## PAGE TEXT
▼

Friday, January 18, 2013

About Resiliency

As I mentioned yesterday, today my grade got lectured at about resiliency. Well, up until we actually arrived in the library to be lectured about resiliency, everybody was hoping that today would be a surprise bowling trip, including a decisively not-able-to-bowl myself. As it turns out, bowling did not happen, or come close to happening and we were deprived of fun for the morning.

That would be because, instead of going bowling or playing laser tag or doing some other fun activity, we got talked to for a sadly literal three hours about resiliency. To be perfectly honest, I did not pay attention particularly well. I picked dog hairs off my sweatpants. I played with and removed the bandages from my ankle incision, exposing the incision to the air for the first time (it had some distressing amounts of goop on it…I did not approve). I stared at the ceiling. I stared at the floor. I stared off into space. I fidgeted in the wheelchair. And I listened. Occasionally. Long enough to gain some concept of what the talk was about, at any rate.

Now, I've never really given resiliency much thought. I figured I wasn't bad at it, given my previous experiences with surgeries and recovering from surgeries, getting back on my feet and walking. As it turns out, my conception of resiliency was more or less accurate.

According to the wonderful Dictionary app on my computer, resiliency is the ability to recovery from or withstand difficult circumstances.

Before continuing this post, I think it's really important to note that there are millions of people out there who are more resilient than I am, billions who have dealt with more difficult circumstances than I have. In short, I have no special knowledge about resiliency. I am, for the most part, a completely ordinary person (or at least I think of myself that way). But at the same time, given that this blog is the story of my recovery after having this frame, I probably ought to address the subject.

So, how do I deal with recovery?

There are a couple answers (of course). Answer number one is that recovery really hasn't been that bad. As I've said before, I'm more or less completely off of pain medicine now. I no longer use the wheelchair at home. So this hasn't been that hard to deal with.

Answer number two is that there have been some hard, frustrating moments. There was a fairly brutal night at the hospital after I got behind on pain medications. There were my problems with the blister on the bottom of my foot. Some of the pin sites are still a bit sore. And then there's the issue with the sheer bulkiness of the device. I deal with these moments mostly by having focusing on the fact that I will get better and have made ridiculous progress. I suppose you could call it faith, but I think it's more like knowledge. I'll get better soon. Knowing this makes dealing with smaller temporary adversities much easier.

Answer number three is consoling myself with the knowledge that at the very least I won't be able to remember what the discomfort felt like and that once this whole frame endeavor is done with I'll just have some pictures, some scars and some isolated memories to cling to. Heading into the surgery, when I knew full well that this could be a very painful experience, I used this tactic to console myself. Well, this tactic and the fourth tactic.

Answer number four is recognizing the progress I've made from before starting the surgery. My leg, after all, has been corrected by 11˚ and the weight-bearing axis has gone from alarming to normal. As I said, progress.

▲

## COLLECTED DATA
▼

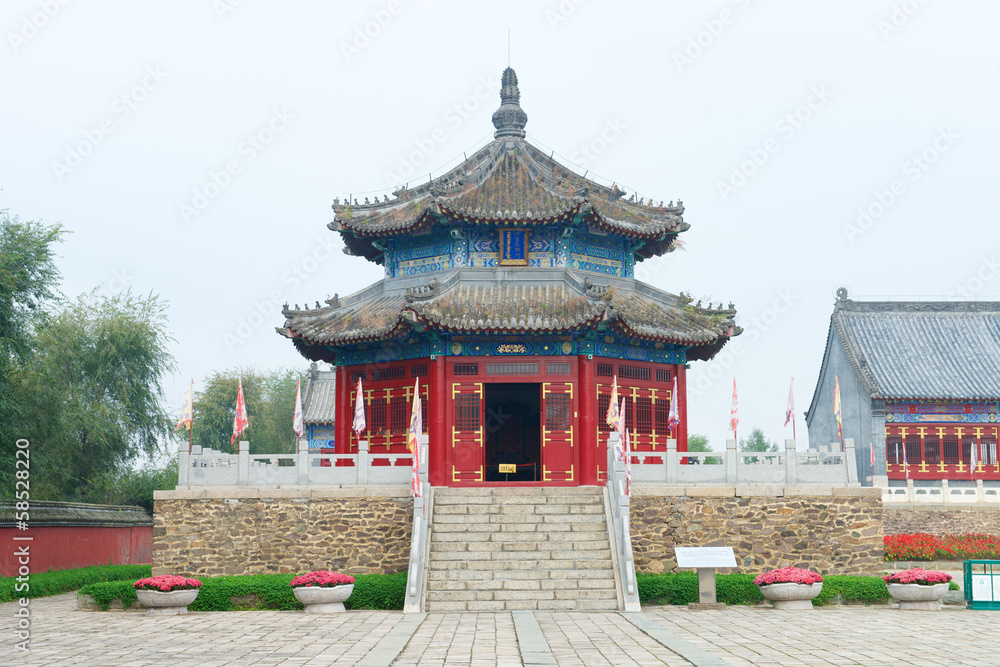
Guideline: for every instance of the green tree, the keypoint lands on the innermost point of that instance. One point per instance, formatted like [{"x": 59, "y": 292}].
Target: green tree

▲

## EXERCISE PROMPT
Answer these questions from the blog entry on resiliency.
1. What did the grade hope the day would bring before arriving at the library?
2. How long did the talk about resiliency last?
3. By how many degrees has the writer's leg been corrected?

## RESULT OF THIS TASK
1. A surprise bowling trip.
2. Three hours.
3. 11˚.